**SET TASK 1:**
In the mailing list message on XML serialization, what prefix and localName does createElement("first:last") give the resulting node in an HTML document?
**SET TASK 2:**
Extend the mailing list message on XML serialization, picking up right after its final sentence.

**EXCERPT:**
* * *

W3C home > Mailing lists > Public > www-dom@w3.org > January to March 2014

Re: [Bug 25168] New: Should XML Serialization be allowed to produce invalid XML?

From: Bjoern Hoehrmann <derhoermi@gmx.net>
Date: Thu, 27 Mar 2014 01:17:38 +0100
To: bugzilla@jessica.w3.org
Cc: www-dom@w3.org
Message-ID: <0pq6j91umh1bbgdb5qv4lsbdvhknebhna8@hive.bjoern.hoehrmann.de>
* bugzilla@jessica.w3.org wrote:
>https://www.w3.org/Bugs/Public/show_bug.cgi?id=25168

>Today in an HTML document,
>  createElement("first:last")
>Will create an HTMLElement node with prefix = null, and localName =
>"first:last".
>
>An XML Serialization according to the spec today (and matching IE/Firefox and
>soon Chrome) will generate the following invalid XML:
>  <first:last xmlns="http://www.w3.org/1999/xhtml"/>
>
>This is invalid (when round-tripped through DOMParser) because the prefix
>"first" is not defined. The XML parser does not know that "first:last" should
>be interpreted as a localName only.

* * *

**SUPPLIED RECORDS:**
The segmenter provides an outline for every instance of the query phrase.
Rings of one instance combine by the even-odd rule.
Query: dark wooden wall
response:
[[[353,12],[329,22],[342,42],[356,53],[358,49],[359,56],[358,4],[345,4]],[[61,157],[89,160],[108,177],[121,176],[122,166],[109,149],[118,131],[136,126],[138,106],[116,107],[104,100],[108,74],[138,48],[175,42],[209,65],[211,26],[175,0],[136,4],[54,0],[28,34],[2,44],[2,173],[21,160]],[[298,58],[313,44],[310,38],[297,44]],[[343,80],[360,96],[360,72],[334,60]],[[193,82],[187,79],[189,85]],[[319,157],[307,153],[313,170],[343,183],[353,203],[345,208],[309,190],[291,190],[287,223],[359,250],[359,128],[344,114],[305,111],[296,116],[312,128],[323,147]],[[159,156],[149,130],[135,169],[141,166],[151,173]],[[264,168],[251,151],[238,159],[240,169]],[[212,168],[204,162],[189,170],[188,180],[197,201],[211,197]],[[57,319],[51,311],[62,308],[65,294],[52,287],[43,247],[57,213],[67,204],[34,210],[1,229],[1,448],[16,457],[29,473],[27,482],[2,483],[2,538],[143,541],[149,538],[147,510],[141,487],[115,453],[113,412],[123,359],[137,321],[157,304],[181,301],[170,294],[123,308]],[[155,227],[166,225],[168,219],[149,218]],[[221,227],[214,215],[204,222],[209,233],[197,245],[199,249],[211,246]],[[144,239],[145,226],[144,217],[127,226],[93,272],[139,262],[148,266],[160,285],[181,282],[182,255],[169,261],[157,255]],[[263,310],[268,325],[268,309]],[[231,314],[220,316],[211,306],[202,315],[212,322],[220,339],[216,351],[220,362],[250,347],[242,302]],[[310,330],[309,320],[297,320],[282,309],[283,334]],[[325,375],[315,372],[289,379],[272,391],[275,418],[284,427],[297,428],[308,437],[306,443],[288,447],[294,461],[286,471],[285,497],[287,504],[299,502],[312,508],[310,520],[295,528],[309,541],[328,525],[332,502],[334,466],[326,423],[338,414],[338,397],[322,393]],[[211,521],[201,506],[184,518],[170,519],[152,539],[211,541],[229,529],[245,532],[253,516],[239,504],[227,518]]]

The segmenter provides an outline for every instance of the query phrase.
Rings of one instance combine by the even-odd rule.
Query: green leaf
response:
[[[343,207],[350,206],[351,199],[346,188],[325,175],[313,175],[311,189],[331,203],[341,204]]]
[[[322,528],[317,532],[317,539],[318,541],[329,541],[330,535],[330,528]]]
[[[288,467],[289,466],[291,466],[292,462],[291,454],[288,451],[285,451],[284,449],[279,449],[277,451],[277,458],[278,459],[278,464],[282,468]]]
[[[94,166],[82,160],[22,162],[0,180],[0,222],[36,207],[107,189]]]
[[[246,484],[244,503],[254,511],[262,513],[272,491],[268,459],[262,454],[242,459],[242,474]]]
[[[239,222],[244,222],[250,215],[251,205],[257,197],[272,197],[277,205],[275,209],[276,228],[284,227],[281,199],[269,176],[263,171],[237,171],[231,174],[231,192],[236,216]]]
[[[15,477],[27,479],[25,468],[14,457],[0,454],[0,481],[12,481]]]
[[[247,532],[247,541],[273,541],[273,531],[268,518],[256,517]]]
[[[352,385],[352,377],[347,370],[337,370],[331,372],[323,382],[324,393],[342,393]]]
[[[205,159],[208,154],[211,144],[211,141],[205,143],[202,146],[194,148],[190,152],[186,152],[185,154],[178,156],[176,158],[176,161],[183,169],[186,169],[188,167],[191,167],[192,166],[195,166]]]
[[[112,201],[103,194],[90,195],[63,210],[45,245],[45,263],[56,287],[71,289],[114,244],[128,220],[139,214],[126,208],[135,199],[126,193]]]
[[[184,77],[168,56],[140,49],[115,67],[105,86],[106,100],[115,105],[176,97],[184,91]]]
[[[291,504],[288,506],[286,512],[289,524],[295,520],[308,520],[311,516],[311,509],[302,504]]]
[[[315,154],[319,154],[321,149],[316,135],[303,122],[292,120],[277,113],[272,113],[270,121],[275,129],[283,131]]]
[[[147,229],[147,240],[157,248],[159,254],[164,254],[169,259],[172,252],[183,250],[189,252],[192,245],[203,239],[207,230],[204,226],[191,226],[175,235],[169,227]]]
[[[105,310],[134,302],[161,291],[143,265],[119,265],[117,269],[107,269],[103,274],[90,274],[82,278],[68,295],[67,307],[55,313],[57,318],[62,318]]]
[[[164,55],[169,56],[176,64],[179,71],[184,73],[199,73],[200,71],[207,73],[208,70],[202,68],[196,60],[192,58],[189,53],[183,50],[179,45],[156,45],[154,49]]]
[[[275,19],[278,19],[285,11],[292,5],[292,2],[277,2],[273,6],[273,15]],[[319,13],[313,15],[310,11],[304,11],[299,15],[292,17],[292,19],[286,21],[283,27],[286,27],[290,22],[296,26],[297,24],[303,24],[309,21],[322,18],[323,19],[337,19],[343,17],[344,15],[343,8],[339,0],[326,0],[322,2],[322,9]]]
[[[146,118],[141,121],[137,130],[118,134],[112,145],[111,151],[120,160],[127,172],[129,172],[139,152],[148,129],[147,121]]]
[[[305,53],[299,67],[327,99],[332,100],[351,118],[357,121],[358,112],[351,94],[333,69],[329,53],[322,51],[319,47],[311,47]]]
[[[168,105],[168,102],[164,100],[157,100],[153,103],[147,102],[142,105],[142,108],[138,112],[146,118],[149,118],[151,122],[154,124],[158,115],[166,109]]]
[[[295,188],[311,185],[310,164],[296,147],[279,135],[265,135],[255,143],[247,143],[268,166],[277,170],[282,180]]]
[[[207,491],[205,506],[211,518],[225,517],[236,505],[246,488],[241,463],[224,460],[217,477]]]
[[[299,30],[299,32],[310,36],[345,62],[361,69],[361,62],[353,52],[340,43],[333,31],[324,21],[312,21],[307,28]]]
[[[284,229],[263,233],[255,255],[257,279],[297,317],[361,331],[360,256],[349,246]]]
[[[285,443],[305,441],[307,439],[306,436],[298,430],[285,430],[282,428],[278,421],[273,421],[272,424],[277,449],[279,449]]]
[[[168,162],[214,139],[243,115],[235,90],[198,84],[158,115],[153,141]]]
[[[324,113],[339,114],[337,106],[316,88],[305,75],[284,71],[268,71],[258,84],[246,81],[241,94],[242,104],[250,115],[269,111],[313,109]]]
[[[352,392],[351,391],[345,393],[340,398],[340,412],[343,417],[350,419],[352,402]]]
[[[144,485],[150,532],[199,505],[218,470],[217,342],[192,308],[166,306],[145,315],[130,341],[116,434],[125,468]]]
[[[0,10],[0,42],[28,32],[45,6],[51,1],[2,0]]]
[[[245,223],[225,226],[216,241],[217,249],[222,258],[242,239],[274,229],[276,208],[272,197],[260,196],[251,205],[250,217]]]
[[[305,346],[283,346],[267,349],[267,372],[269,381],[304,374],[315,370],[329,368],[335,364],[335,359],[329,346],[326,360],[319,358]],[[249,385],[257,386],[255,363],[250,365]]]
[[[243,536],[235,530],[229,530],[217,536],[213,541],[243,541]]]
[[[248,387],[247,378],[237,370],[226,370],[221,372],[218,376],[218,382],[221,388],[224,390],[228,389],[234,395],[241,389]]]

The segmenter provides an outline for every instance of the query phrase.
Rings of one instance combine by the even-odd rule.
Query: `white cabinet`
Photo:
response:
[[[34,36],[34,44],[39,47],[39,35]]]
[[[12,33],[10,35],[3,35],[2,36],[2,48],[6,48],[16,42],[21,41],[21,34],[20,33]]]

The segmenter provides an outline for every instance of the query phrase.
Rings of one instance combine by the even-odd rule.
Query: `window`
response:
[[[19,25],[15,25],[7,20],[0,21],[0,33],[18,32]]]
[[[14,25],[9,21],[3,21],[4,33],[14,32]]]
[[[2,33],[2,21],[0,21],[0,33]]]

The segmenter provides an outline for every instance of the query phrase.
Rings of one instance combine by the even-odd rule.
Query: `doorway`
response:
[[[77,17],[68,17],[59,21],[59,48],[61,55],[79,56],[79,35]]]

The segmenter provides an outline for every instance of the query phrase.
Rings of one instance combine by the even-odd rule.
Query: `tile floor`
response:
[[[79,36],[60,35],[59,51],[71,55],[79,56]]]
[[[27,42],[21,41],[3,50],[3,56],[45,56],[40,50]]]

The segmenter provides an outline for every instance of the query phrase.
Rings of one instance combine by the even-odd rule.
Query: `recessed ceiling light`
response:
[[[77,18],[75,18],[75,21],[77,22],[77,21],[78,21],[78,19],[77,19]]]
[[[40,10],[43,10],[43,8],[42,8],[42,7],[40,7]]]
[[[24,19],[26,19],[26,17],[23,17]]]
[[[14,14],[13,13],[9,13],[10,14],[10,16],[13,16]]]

* * *

**TASK RESPONSE 1:**
The prefix is null, and the localName is "first:last".

**TASK RESPONSE 2:**
It would be good to use the proper terminology here. There is nothing
wrong with using a colon in element type names under the rules of XML
1.0 or the DOM Level 1 methods as originally defined. The constraint
here is a namespace well-formedness requirement. DOM Level 3 L&S has a
switch to enable or disable namespace processing. That would allow the
processor to read such documents.

>There are two ways to avoid serializing invalid XML fragments:
>1) Not allow the Serializer to emit localNames (for elements or attributes)
>that would not have been possible to create in an XML environment. This would
>involve changing the actual element or attribute localNames which would have a
>web compatibility problem. For example, "first:last" could be Serialized as
>"first_last" instead. (Underscore is preferred to a hyphen since hyphens are
>the character delineating a Custom Element for a web component.)

Silent data corruption like this should be out of the question except
under the most extraordinary circumstances. I do not see those here.

>2) Fail to serialize on potential invalid output.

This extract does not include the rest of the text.